## [Da fare]
- A) Rispondi per favore a queste domande sul racconto sul Koyasan:
(i) Dove sono state lasciate le valigie?
(ii) Che cosa ha portato con sé ciascun viaggiatore?
(iii) Di che cosa è luogo il Koyasan, secondo il racconto?
- B) Ripeti senza alcuna modifica il passo del racconto sul Koyasan che si apre con le parole contenenti "Eppure passando dalla" e si chiude con "apprendistato dei monaci.".
- C) Porta avanti il racconto sul Koyasan dal punto in cui si ferma.

── Testo fornito ──

Giorno 25, parte 1: l'arrivo sul Koyasan, il paese dei monaci



Come vivono i monaci buddisti? Devo ammettere che prima di partire per il Giappone questa era una domanda che non mi ero mai posta. 
Eppure passando dalla visita di un tempio all'altro, e continuando a incrociare queste persone dall'aria sempre serena, questa domanda ha cominciato ad insinuarsi nella mia testa, a tal punto che quasi senza accorgermene, mi sono ritrovata ad aspettare con attesa sempre crescente, il giorno in cui avremmo visitato il Koyasan, luogo di apprendistato dei monaci.



Ebbene, quel giorno era arrivato.
Avevamo lasciato le nostre valigie in deposito all'hotel di Osaka, portandoci dietro solo uno zaino ciascuno. L'idea era quella di viaggiare il più leggero possibile, avevamo in programma di visitare alcuni luoghi sacri prima di raggiungere il tempio che ci avrebbe ospitato per la notte, per cui non volevamo avere dietro trolley o altro ad ostacolarci.

───
── Dati mostrati ──

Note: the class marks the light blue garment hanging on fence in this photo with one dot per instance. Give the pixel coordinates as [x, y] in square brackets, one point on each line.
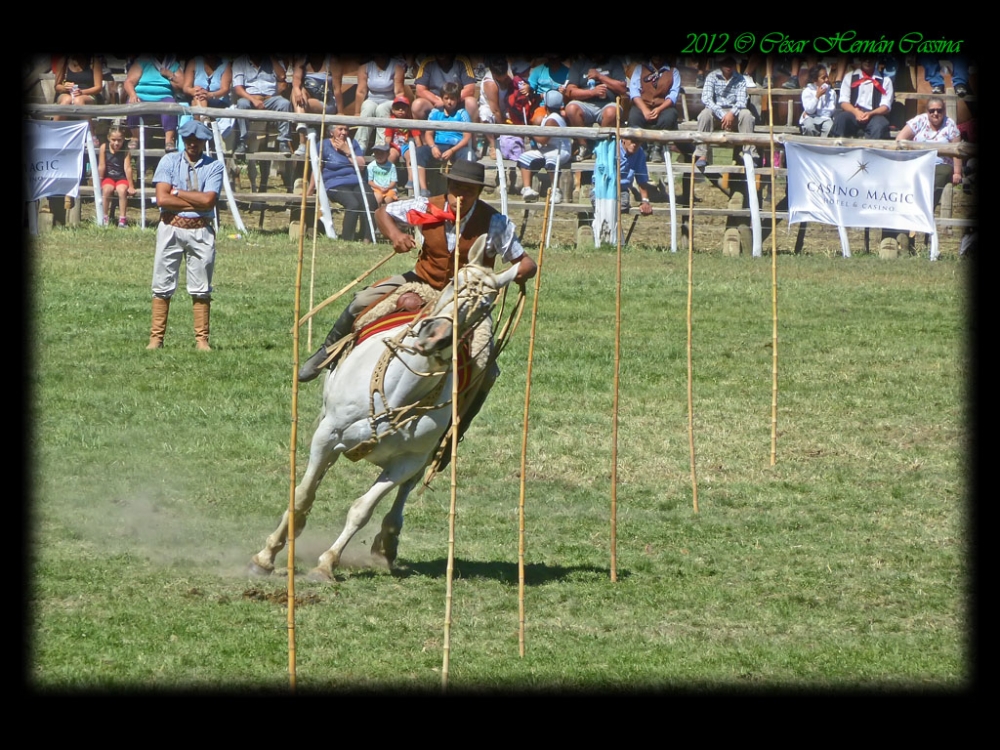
[605, 193]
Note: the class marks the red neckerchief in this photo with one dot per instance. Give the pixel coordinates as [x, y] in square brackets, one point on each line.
[865, 77]
[433, 215]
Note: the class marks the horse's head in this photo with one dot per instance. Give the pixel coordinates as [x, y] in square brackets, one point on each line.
[475, 294]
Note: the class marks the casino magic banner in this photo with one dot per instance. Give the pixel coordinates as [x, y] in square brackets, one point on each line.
[53, 158]
[861, 187]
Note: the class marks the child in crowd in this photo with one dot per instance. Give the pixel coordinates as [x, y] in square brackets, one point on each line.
[444, 146]
[634, 169]
[550, 152]
[399, 141]
[382, 175]
[521, 102]
[819, 104]
[115, 170]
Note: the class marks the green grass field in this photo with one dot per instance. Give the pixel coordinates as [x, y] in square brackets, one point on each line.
[156, 475]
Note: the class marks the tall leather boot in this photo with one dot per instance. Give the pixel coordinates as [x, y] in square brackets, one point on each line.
[201, 315]
[161, 307]
[310, 369]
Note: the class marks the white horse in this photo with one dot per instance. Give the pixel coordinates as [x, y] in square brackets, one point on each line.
[389, 401]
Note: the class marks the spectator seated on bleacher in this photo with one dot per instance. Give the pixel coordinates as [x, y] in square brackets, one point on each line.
[155, 79]
[521, 105]
[382, 177]
[115, 173]
[593, 86]
[934, 126]
[79, 79]
[633, 170]
[726, 103]
[380, 81]
[341, 162]
[550, 152]
[433, 74]
[208, 81]
[258, 83]
[495, 91]
[819, 104]
[959, 74]
[399, 140]
[549, 75]
[654, 88]
[316, 79]
[444, 147]
[865, 102]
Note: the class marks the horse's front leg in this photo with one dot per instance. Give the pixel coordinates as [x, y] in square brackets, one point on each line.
[361, 512]
[386, 542]
[321, 457]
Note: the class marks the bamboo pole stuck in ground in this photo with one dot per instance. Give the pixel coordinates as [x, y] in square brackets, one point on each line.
[524, 437]
[334, 297]
[694, 477]
[294, 442]
[618, 338]
[305, 188]
[774, 280]
[450, 576]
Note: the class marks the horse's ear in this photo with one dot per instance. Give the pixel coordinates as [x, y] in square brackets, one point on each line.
[477, 253]
[503, 279]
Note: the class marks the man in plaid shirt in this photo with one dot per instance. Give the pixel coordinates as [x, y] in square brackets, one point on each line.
[725, 98]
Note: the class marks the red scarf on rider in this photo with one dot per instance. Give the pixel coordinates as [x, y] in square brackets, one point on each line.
[433, 215]
[875, 82]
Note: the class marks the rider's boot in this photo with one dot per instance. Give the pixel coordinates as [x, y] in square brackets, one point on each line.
[311, 368]
[463, 424]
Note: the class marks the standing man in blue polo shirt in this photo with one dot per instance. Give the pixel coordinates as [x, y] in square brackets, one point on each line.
[188, 183]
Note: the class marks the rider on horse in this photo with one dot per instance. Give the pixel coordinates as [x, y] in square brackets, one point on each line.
[436, 218]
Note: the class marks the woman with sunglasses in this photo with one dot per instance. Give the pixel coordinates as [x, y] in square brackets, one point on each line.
[934, 126]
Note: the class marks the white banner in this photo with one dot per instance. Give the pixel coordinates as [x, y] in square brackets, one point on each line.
[861, 187]
[53, 159]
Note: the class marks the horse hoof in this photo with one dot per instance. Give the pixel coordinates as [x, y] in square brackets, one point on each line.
[320, 575]
[385, 546]
[259, 571]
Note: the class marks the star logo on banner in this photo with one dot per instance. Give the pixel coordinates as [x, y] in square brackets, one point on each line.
[862, 167]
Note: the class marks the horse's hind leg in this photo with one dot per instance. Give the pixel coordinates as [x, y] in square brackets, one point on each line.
[386, 542]
[361, 512]
[321, 458]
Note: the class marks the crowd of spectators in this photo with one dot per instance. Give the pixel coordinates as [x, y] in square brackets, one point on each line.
[850, 98]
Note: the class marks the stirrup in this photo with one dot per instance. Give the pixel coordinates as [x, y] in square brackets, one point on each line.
[312, 367]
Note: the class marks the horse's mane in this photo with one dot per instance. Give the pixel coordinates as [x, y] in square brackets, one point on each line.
[482, 340]
[387, 304]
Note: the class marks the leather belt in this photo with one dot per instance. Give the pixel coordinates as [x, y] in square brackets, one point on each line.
[183, 222]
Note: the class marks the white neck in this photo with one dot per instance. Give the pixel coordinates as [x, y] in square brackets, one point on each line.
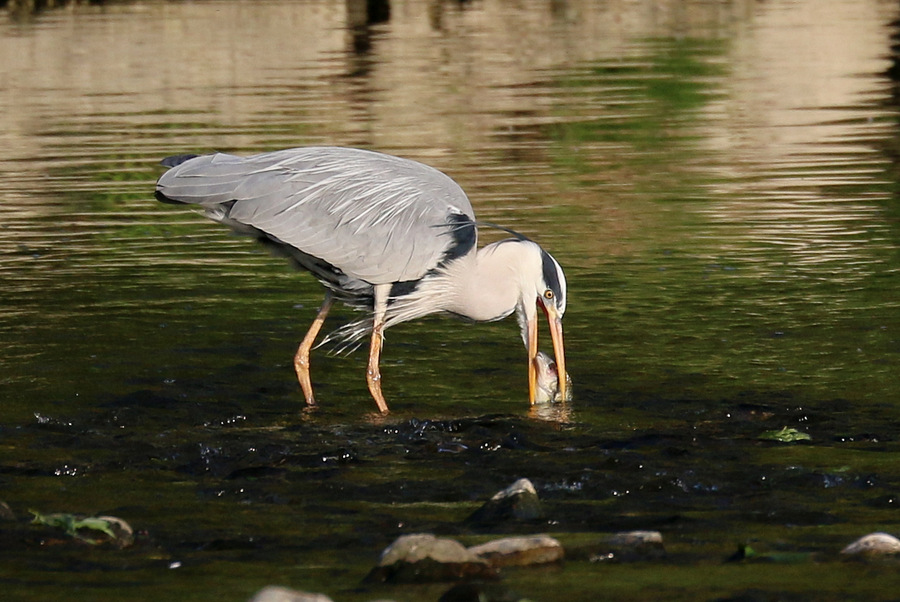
[482, 286]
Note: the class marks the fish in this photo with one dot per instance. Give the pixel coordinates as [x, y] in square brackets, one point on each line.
[547, 390]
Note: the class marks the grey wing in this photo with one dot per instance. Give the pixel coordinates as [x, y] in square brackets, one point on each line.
[375, 217]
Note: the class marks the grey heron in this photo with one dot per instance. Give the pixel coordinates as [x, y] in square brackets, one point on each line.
[391, 235]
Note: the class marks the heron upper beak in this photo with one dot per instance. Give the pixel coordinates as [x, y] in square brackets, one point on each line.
[555, 322]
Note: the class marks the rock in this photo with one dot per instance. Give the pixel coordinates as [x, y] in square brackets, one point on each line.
[520, 551]
[424, 557]
[276, 593]
[627, 546]
[519, 502]
[873, 544]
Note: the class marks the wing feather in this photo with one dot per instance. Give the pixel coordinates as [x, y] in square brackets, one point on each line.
[376, 217]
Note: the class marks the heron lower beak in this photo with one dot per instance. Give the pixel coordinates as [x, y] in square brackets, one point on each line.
[555, 322]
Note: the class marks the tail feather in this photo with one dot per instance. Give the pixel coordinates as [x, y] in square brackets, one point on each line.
[176, 160]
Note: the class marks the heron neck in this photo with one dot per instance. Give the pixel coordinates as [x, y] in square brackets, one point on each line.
[486, 284]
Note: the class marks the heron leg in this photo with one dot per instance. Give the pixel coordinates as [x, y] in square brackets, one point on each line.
[301, 358]
[373, 372]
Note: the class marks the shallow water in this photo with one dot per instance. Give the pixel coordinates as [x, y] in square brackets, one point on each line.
[718, 180]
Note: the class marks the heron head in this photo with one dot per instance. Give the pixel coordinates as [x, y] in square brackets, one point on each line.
[544, 288]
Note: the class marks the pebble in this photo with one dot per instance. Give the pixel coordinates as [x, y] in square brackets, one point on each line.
[423, 557]
[873, 544]
[518, 502]
[520, 551]
[276, 593]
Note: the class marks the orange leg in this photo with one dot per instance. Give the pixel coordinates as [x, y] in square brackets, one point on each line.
[301, 359]
[373, 372]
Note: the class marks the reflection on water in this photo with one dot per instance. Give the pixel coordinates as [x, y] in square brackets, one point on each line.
[717, 179]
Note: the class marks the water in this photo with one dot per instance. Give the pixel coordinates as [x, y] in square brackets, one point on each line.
[718, 179]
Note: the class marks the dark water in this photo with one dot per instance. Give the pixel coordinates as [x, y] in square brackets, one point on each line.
[718, 179]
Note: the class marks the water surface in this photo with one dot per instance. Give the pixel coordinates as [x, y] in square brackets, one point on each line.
[717, 179]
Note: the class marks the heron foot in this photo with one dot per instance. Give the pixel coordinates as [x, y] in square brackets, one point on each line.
[301, 367]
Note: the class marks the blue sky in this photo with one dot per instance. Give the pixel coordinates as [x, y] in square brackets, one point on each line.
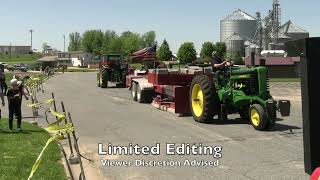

───

## [Risultati per compito]
- A)
(i) In deposito all'hotel di Osaka.
(ii) Solo uno zaino.
(iii) Di apprendistato dei monaci.

- B)
Eppure passando dalla visita di un tempio all'altro, e continuando a incrociare queste persone dall'aria sempre serena, questa domanda ha cominciato ad insinuarsi nella mia testa, a tal punto che quasi senza accorgermene, mi sono ritrovata ad aspettare con attesa sempre crescente, il giorno in cui avremmo visitato il Koyasan, luogo di apprendistato dei monaci.

- C)
Il giorno prima avevamo acquistato in stazione un pass che comprendeva tutti i trasporti e l'ingresso scontato alle principali attrazioni del Monte Koya. Volendo avremmo potuto raggiungere la nostra meta usufruendo del JRP per una parte della tratta fino ad Hashimoto, ma poi avremmo comunque dovuto acquistare i biglietti per il restante tragitto, senza contare che ci sarebbe voluto il doppio del tempo, per cui acquistare il pass ci è sembrata la soluzione migliore in modo anche da evitare problemi dell'ultimo secondo.

© Sweet Smores
Nonostante tutta la preparazione, quella mattina siamo arrivate in stazione correndo, riuscendo appena a prendere il treno che da Shin-Imamiya ci avrebbe condotto, via Nankai Koya line, a Gokurakubashi, stazione da cui parte la funivia per il Koyasan.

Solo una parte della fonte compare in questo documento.